**TASK:**
Look below for the line with "TARGET = elephant tusk". Extract that line and each one after it through the last, word for word.

**STORED ROWS:**
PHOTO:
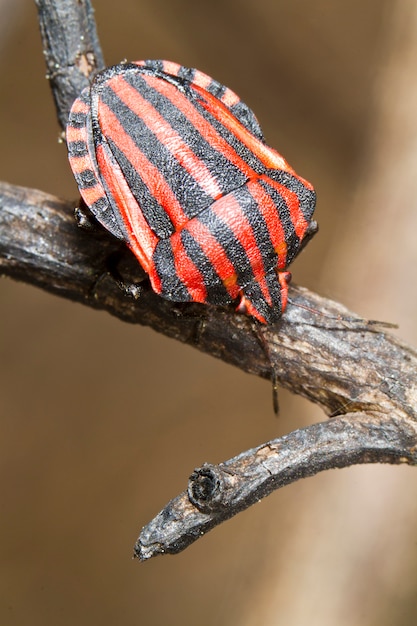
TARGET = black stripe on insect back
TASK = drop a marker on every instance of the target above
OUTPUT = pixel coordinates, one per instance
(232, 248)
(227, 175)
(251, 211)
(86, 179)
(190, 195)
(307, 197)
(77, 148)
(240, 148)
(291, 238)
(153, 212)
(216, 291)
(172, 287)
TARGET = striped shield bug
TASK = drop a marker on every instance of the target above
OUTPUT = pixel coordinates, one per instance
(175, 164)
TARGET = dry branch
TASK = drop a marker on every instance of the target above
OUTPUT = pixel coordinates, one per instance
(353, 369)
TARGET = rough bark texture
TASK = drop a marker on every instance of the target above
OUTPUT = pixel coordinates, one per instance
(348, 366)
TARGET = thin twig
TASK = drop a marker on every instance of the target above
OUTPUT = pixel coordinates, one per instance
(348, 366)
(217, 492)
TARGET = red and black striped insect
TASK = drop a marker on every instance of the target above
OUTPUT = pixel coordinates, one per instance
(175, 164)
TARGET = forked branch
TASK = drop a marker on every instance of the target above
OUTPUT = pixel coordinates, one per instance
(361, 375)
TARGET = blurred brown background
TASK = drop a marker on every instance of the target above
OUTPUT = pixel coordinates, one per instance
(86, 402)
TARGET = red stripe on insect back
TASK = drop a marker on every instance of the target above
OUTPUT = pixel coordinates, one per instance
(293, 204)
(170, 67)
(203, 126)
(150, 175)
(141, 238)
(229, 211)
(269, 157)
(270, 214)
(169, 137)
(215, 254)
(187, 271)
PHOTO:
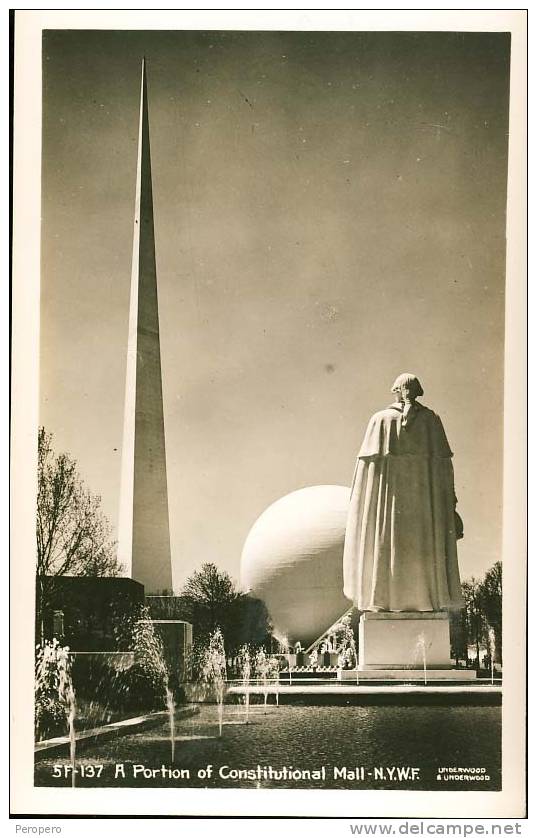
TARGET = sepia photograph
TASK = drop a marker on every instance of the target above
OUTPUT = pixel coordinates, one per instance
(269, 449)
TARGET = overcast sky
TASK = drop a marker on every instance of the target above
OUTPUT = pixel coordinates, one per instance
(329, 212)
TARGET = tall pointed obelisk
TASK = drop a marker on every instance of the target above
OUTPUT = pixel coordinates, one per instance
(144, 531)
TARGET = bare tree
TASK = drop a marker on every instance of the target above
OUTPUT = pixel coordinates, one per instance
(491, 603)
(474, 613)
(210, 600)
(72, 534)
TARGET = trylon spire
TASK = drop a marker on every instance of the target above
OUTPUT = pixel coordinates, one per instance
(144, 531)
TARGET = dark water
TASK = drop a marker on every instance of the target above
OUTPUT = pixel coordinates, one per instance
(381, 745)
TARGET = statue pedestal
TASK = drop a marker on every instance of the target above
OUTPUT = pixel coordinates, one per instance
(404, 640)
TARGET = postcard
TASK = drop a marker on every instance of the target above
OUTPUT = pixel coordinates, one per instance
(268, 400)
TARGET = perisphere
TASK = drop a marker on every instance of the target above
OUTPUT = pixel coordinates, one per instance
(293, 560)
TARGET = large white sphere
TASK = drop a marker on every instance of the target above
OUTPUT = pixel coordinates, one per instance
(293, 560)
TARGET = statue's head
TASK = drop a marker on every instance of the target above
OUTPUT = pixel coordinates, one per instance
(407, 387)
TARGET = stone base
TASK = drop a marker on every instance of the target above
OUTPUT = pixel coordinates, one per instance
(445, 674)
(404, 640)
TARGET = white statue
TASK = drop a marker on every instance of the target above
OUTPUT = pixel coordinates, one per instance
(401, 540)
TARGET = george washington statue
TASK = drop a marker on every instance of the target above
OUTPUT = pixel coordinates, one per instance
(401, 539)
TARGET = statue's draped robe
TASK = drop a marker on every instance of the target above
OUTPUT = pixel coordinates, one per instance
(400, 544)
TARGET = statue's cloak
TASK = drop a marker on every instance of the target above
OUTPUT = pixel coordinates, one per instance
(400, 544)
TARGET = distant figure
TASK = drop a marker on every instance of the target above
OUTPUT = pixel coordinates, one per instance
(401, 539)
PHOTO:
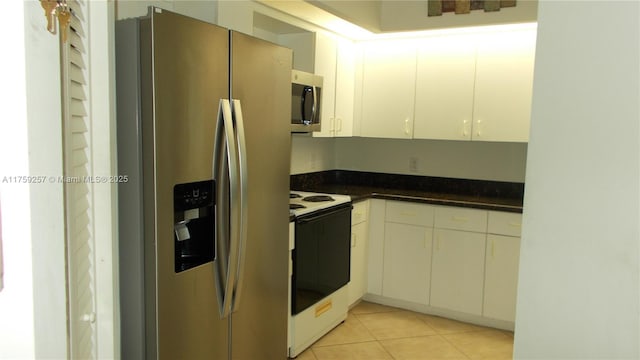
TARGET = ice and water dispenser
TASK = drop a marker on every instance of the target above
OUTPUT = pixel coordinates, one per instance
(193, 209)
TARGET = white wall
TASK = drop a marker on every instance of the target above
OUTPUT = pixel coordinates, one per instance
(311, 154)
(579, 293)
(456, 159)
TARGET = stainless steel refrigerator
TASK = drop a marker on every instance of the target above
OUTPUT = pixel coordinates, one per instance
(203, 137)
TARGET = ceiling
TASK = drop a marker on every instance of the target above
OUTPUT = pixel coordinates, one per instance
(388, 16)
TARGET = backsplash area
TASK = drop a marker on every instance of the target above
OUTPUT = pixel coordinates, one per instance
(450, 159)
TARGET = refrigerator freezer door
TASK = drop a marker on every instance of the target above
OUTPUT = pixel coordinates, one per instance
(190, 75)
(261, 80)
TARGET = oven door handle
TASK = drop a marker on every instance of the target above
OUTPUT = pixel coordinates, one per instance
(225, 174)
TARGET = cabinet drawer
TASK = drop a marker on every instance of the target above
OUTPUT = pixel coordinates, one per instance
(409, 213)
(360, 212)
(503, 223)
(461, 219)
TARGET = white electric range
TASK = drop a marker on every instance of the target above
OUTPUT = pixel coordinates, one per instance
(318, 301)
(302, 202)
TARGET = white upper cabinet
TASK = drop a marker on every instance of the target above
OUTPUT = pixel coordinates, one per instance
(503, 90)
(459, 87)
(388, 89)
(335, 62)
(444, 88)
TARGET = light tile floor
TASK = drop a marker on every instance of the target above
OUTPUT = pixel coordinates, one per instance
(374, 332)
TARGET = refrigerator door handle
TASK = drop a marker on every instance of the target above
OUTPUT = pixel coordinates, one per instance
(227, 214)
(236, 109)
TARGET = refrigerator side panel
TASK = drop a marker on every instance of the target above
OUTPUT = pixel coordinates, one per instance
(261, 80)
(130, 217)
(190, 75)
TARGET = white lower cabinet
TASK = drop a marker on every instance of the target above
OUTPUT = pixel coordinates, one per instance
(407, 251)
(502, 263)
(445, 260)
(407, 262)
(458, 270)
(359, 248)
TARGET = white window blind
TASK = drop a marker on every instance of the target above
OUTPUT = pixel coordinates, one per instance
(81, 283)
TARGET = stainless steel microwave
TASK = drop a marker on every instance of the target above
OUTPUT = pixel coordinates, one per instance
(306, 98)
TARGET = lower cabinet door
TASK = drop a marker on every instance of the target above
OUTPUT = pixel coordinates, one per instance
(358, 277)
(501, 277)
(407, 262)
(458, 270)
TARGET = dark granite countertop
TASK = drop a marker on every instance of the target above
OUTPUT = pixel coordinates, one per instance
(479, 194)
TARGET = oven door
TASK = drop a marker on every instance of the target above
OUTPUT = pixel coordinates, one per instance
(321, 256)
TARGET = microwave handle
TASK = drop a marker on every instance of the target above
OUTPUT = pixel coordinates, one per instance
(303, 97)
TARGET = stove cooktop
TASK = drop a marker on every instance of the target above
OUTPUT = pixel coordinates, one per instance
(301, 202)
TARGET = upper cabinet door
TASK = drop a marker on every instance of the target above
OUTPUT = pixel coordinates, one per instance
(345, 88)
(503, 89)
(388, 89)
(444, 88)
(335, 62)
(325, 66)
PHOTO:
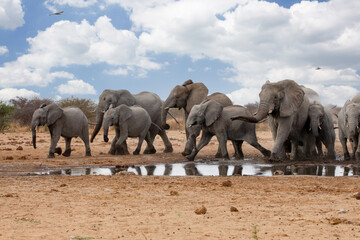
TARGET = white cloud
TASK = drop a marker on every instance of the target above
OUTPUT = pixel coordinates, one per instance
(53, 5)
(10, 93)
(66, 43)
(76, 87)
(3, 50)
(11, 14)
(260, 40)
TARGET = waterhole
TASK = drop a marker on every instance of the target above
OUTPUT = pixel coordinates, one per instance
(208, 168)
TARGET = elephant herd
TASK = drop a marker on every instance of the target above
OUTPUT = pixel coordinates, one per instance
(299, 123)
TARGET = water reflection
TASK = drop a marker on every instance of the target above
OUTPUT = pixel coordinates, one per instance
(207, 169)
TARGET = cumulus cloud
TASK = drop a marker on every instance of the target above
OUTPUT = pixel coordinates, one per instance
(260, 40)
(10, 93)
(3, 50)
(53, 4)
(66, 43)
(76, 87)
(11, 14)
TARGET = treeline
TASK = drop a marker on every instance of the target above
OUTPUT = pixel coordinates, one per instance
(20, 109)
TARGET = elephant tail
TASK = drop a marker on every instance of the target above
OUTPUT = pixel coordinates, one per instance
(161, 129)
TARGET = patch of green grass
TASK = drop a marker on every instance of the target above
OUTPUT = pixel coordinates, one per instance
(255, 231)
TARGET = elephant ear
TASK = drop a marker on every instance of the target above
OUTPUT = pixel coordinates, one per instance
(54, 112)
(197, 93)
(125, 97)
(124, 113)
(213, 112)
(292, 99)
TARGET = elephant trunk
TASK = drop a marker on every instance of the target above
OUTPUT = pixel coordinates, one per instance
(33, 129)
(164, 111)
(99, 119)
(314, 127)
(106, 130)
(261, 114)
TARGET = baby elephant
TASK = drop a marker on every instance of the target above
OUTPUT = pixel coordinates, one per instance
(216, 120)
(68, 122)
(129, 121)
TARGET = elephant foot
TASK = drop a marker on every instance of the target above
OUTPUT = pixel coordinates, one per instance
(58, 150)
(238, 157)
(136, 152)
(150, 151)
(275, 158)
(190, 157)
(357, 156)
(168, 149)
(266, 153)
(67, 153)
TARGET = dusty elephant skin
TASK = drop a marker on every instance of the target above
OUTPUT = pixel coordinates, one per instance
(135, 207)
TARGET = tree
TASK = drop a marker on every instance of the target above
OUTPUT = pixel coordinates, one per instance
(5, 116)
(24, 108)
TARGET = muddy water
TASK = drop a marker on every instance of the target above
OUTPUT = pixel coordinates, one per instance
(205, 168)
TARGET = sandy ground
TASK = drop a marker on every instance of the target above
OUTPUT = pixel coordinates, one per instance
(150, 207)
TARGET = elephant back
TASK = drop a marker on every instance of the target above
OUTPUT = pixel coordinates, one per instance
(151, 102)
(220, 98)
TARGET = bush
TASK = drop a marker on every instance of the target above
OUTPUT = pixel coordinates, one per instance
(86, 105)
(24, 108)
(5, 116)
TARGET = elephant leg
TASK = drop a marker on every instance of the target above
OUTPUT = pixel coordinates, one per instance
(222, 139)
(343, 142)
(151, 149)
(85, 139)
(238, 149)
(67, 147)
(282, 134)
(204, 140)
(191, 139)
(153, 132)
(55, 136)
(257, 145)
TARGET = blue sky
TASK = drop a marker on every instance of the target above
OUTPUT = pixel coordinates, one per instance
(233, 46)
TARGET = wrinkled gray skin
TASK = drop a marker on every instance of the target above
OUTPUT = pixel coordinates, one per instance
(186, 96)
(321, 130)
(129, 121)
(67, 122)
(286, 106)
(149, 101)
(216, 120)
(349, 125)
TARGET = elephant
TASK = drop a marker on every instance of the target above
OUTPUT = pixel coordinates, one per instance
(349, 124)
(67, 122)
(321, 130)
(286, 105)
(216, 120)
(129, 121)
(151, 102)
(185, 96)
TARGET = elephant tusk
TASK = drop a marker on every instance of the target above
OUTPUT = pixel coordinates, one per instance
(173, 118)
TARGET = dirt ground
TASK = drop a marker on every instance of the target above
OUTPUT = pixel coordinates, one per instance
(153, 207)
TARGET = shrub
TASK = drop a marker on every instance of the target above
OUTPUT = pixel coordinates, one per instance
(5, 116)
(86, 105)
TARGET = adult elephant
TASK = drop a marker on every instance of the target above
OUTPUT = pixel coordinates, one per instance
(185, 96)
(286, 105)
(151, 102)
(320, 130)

**EXERCISE RESPONSE:**
TARGET = elephant tusk
TASK = drop a marker on every instance of the target above
OUTPUT = pixel coordinates, one per instance
(173, 118)
TARGET = dirt ground
TASK = drop a marker on every instance of the target above
OUTPUT = pixel coordinates, one per instance
(153, 207)
TARGET = shrub
TASK = drop a marker on every instance of the target above
OUTPUT = pixel coordinates, one per instance
(5, 116)
(86, 105)
TARGET = adult elephant
TASK = drop a marker on every instance of the target above
OUTPUT = pixel coordinates, one per instance
(185, 96)
(286, 105)
(151, 102)
(320, 130)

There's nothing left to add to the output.